> Aim: Extract the stretch of entries below from the line containing "Roster-mapping task: tag the white curtain" through the end, and copy those lines word for word.

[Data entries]
-=-=-
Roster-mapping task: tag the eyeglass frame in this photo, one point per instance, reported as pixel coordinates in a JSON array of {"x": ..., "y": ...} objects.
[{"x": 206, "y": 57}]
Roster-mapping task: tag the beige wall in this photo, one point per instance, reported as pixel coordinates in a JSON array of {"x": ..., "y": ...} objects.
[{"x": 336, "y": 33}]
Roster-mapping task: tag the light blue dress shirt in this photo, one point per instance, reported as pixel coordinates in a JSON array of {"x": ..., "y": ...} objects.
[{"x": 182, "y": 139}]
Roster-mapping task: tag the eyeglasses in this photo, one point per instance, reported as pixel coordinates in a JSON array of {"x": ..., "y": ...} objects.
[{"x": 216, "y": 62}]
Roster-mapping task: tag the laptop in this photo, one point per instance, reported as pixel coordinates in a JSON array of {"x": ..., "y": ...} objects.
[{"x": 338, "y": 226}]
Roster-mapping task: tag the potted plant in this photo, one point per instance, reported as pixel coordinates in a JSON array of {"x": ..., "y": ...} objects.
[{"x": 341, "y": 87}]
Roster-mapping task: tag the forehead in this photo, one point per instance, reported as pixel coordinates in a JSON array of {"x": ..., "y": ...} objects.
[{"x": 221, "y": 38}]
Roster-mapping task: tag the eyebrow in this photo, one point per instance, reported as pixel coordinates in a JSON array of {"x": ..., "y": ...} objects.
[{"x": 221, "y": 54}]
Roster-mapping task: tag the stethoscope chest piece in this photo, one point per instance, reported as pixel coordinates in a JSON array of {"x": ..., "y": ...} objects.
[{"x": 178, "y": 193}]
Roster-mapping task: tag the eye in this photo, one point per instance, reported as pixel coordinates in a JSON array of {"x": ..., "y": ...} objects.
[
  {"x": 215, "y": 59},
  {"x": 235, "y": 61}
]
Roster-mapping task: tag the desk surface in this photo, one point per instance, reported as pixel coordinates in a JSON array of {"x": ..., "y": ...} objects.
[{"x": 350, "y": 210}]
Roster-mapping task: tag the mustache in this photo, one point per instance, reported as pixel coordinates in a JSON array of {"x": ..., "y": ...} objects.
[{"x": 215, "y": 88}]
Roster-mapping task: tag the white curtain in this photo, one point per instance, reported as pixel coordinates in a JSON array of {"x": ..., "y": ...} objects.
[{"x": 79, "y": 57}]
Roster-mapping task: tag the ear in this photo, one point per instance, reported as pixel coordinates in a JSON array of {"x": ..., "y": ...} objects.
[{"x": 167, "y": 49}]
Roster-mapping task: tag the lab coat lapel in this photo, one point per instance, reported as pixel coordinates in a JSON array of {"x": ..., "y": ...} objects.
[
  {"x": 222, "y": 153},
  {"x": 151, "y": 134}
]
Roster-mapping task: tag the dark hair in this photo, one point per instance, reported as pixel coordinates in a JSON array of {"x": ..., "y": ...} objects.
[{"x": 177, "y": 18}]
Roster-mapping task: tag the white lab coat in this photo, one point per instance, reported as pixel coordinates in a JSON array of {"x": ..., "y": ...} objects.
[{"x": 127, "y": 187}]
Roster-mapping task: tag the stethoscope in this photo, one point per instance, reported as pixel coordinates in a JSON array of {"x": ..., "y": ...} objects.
-=-=-
> Exercise response:
Roster-mapping task: tag the white curtain in this photo, one point per instance, reported as pixel coordinates in a JSON array of {"x": ..., "y": ...} objects.
[{"x": 79, "y": 57}]
Roster-mapping task: tag the ear in this photo, one point per instance, reported as pixel coordinates in a JSON array of {"x": ..., "y": ...} objects.
[{"x": 167, "y": 49}]
Roster-mapping task: tag the lab coat lapel in this photo, one point per instance, reported as pixel coordinates in a JSON array of {"x": ..., "y": ...} objects.
[
  {"x": 222, "y": 153},
  {"x": 151, "y": 134}
]
Roster-mapping task: tag the dark hair in this photo, one point per instance, reported as pixel coordinates in a JSON array of {"x": ..., "y": ...} objects.
[{"x": 177, "y": 18}]
Roster-mapping task: tag the white lab coat in this photo, one point per instance, reported as pixel coordinates in a JSON array of {"x": ..., "y": ...} objects.
[{"x": 127, "y": 187}]
Roster-mapping task: tag the stethoscope in this photo, one point per instance, reported as pixel coordinates in a JSON array of {"x": ..., "y": ...} objects.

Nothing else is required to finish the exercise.